**Task instructions:**
1. Using the post on motorcycle spotting in Seoul, decide whether each statement agrees with it: (a) The Honda Super Cub has pedals. (b) The Super Cub's gearbox has an automatic clutch. (c) The writer says most people regard the Super Cub as a moped. Answer yes or no for each and quote the words from the post that settle it.
2. Carry on writing the post on motorcycle spotting in Seoul, picking up right after its final sentence.

**Text segment:**
^^^^

Friday, 1 May 2026

Motorcycle Spotting in Seoul

As a motorcyclist I tend to see motorcycles wherever I go. When some people go on holiday they see people, or restaurants, or pre-Worboys traffic signs, but I see motorcycles. It's a lot like having a gaydar, but with motorcycles.
 
See, some men can look at another man and tell instinctively whether that man has a thing for other men. There are subtle clues. Does that man often dress up in a leather outfit? Does he possess a variety of chains and padlocks? Does he own a motorcycle? Whereas I can look at a two-wheeled vehicle and tell whether it's a motorcyle or not. As far as most people are concerned the Honda Super Cub pictured above is a moped, but that's wrong. It's actually a motorcycle. Specifically an underbone motorcycle.
 
Why is it a motorcycle? Well, mopeds have pedals, and the Super Cub doesn't, so it's not a moped. It's not a scooter, either, because it has a chain, and a gearbox, and footpegs. The gearbox has an automatic clutch, but it's still a gearbox. And the Super Cub is powered by an internal combustion motor, so it's not a bicycle or an e-bike. Ergo it's a motorcycle.

^^^^

(Point-annotation data)
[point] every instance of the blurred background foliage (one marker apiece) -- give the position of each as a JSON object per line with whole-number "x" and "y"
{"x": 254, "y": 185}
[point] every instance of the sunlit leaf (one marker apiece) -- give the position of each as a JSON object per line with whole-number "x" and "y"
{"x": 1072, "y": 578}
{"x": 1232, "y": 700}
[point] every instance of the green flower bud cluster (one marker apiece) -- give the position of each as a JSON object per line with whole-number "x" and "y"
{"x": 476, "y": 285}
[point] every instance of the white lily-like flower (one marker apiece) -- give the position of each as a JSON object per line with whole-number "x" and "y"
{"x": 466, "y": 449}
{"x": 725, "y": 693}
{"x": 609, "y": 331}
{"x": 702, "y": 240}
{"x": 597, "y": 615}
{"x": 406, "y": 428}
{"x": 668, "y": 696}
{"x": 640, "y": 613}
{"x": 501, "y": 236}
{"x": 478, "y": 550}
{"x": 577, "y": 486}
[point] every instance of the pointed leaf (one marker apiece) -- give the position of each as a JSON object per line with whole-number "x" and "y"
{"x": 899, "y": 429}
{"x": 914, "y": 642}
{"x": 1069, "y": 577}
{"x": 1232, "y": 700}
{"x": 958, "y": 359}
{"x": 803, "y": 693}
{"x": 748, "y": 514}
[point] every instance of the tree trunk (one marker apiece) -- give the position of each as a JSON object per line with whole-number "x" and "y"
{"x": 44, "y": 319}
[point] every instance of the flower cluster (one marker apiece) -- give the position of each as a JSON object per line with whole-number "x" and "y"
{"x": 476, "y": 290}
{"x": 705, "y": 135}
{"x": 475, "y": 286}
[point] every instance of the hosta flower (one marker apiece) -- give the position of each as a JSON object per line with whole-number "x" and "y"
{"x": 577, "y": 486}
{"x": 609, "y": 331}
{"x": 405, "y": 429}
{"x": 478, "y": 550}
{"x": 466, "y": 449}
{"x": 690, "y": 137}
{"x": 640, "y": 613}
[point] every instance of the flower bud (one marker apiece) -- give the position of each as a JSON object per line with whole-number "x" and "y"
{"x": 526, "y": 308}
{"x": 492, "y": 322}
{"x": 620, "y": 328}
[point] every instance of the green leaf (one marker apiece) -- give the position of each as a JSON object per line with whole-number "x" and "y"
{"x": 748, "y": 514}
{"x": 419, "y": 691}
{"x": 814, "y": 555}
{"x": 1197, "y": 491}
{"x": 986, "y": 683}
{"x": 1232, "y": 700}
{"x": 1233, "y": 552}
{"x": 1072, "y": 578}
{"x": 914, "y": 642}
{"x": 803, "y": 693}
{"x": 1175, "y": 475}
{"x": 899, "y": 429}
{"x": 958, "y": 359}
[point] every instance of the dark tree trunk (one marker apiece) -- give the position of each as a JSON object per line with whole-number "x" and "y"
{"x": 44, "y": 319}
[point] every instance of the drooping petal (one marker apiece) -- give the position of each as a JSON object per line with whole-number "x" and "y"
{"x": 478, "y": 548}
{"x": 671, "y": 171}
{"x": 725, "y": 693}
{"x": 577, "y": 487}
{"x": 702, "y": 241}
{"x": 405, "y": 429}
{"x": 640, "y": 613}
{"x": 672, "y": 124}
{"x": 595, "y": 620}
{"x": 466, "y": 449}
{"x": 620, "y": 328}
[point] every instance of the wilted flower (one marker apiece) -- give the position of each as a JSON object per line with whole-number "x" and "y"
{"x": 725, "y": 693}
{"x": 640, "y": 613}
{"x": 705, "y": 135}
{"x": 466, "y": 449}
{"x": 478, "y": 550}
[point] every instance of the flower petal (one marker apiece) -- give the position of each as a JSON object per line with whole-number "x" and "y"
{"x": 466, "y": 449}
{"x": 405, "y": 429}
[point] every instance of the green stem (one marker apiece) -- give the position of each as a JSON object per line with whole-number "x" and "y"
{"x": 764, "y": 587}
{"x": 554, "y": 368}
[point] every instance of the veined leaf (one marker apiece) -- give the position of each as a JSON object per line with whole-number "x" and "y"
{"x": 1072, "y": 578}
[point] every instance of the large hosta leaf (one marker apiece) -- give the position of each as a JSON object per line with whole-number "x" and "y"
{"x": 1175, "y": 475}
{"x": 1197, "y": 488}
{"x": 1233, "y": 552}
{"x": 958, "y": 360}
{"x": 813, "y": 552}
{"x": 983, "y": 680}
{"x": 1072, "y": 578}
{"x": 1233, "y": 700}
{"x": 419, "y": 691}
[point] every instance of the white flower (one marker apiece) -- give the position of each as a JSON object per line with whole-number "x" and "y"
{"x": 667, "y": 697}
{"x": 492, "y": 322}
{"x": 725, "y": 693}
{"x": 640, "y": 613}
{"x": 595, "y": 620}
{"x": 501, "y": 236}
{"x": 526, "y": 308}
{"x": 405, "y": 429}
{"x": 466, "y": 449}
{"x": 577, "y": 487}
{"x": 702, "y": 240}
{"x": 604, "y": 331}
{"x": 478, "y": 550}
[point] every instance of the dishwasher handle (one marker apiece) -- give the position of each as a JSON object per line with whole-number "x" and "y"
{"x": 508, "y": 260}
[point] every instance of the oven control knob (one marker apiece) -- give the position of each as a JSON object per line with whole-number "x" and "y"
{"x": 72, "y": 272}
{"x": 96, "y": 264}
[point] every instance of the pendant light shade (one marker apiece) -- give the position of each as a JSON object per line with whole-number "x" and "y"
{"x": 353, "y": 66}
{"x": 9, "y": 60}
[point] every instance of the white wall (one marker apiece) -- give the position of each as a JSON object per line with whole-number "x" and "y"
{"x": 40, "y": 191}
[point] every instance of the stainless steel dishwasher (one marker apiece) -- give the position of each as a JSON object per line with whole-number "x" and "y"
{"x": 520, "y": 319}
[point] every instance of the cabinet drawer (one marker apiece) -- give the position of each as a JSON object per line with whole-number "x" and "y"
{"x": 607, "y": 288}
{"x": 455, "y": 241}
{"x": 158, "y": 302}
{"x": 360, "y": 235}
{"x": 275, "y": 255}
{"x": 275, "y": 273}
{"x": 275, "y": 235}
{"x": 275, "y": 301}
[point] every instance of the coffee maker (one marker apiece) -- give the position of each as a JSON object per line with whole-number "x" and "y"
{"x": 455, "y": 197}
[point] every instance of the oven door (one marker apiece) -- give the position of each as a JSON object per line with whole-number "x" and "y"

^^^^

**Answers to the tasks:**
1.
(a) No: "mopeds have pedals, and the Super Cub doesn't"
(b) Yes: "The gearbox has an automatic clutch"
(c) Yes: "As far as most people are concerned the Honda Super Cub pictured above is a moped"

2.
The Super Cub has a long and rich history. It was invented in the mid-50s as mass transport for Japan's post-war population. It was designed so that delivery drivers could park in first gear with the engine running, rush off and grab a bag of post-war reconstruction, and get back on the bike without having to fiddle around with a clutch. Today the Super Cub is obsolescent - scooters have underseat storage and a gear-free CVT transmission - but Honda still sells a 125cc version of the Super Cub, because it looks awesome.
 
 
Earlier in the year I visited Seoul. My mental stereotype of East Asia and South-East Asia is of masses of scooters waiting for the traffic lights to change, but Seoul isn't like that. South Korea is slightly odd from a motorcycling point of view. From 1972 onwards motorcycles were completely forbidden from the motorways, something that South Korea shares with Taiwan and nowhere else. The official view appears to be that all motorcycles are 50cc scooters and are thus unsafe on high-speed roads, so as a consequence the market in South Korea for full-sized touring bikes is limited.
 
One side-effect of this rule is that it's not possible to ride a motorcycle from Seoul to nearby Incheon Airport, because the only two roads leading there are motorways. This is awkward if you're doing an international motorcycle tour. You have to transport your motorcycle on a ferry to Wolmido, on the shores of Incheon, and make your way via the A-roads and B-roads to Seoul, with the complicating factor that some roads start off as A-roads and then seamlessly turn into motorways.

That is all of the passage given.